● **Problem to work on**
Transcribe the material exactly. Images do not belong in the copy.

● **Dataset**
----------

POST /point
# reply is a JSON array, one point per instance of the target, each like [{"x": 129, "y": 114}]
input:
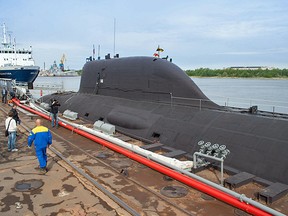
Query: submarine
[{"x": 153, "y": 100}]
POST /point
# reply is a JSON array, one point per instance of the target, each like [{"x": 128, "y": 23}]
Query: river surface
[{"x": 268, "y": 94}]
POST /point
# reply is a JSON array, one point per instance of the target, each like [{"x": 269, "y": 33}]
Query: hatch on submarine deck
[{"x": 144, "y": 96}]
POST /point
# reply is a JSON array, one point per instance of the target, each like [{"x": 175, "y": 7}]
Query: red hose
[{"x": 218, "y": 194}]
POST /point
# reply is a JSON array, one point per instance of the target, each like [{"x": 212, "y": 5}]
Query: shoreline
[{"x": 217, "y": 77}]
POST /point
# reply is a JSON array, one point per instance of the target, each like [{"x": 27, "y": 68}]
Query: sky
[{"x": 207, "y": 33}]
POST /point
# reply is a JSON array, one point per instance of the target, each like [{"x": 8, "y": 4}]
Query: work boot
[{"x": 43, "y": 171}]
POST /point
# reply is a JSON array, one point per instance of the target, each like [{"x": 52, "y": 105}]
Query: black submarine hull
[{"x": 154, "y": 100}]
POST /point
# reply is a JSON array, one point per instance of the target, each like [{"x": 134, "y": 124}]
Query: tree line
[{"x": 243, "y": 73}]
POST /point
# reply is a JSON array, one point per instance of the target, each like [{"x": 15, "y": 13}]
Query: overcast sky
[{"x": 206, "y": 33}]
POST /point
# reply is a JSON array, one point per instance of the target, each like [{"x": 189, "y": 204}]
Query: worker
[
  {"x": 15, "y": 114},
  {"x": 4, "y": 95},
  {"x": 11, "y": 127},
  {"x": 42, "y": 138},
  {"x": 54, "y": 112}
]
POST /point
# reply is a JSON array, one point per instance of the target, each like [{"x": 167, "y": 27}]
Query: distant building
[{"x": 251, "y": 68}]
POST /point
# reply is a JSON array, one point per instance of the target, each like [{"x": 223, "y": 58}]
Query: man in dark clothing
[
  {"x": 54, "y": 112},
  {"x": 15, "y": 114}
]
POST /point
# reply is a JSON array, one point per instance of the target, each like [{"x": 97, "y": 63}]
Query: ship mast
[{"x": 4, "y": 41}]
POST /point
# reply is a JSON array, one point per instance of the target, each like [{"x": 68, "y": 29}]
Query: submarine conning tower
[{"x": 143, "y": 79}]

----------

● **Complete answer**
POST /point
# reply is a JSON array, one point per instance of the target, each like [{"x": 129, "y": 114}]
input:
Query: submarine
[{"x": 153, "y": 100}]
POST /point
# reply is a JSON array, one point per instance of the target, each like [{"x": 128, "y": 23}]
Query: river surface
[{"x": 268, "y": 94}]
POST /point
# reply is a JSON array, one point per instance of the target, each like [{"x": 269, "y": 33}]
Query: hatch on submarine deck
[{"x": 144, "y": 96}]
POST /point
# reply is a JSON array, one point per instance of the target, each like [{"x": 175, "y": 7}]
Query: red hose
[{"x": 218, "y": 194}]
POST /point
# reply is a JSON array, one point per instance of the target, each like [{"x": 212, "y": 5}]
Query: shoreline
[{"x": 217, "y": 77}]
POST /point
# reply is a JSON array, one point per instance of the target, each like [{"x": 27, "y": 68}]
Query: sky
[{"x": 207, "y": 33}]
POST /point
# reply is a JSON array, one point per instance of the target, each like [{"x": 8, "y": 4}]
Query: work boot
[{"x": 43, "y": 171}]
POST /point
# reply is a JSON array, one point per instance of the target, each like [{"x": 52, "y": 105}]
Query: black submarine hull
[{"x": 154, "y": 100}]
POST /point
# reply is a JSON array, one point per instance of the target, each like [{"x": 134, "y": 124}]
Query: tree line
[{"x": 243, "y": 73}]
POST /point
# reply is a JSON array, one point per instance of the target, each like [{"x": 15, "y": 13}]
Query: overcast sky
[{"x": 206, "y": 33}]
POST /point
# reply is a JSON array, one point per instance of the target, each like [{"x": 189, "y": 204}]
Query: worker
[
  {"x": 15, "y": 114},
  {"x": 4, "y": 95},
  {"x": 11, "y": 127},
  {"x": 42, "y": 138},
  {"x": 54, "y": 112}
]
POST /point
# reply is a JSON array, one point per instance of the target, each like [{"x": 167, "y": 27}]
Query: distant building
[{"x": 251, "y": 68}]
POST /point
# reply is a JSON array, one point per instance of the target, each like [{"x": 223, "y": 58}]
Query: man in dark clothing
[
  {"x": 54, "y": 112},
  {"x": 15, "y": 114}
]
POST /point
# reply is a JSON array, one point per instance of the target, each like [{"x": 97, "y": 63}]
Query: ship mast
[{"x": 4, "y": 41}]
POST /point
# reply is a JSON array, one point per instance of the target, each like [{"x": 68, "y": 29}]
Query: submarine conning tower
[{"x": 143, "y": 79}]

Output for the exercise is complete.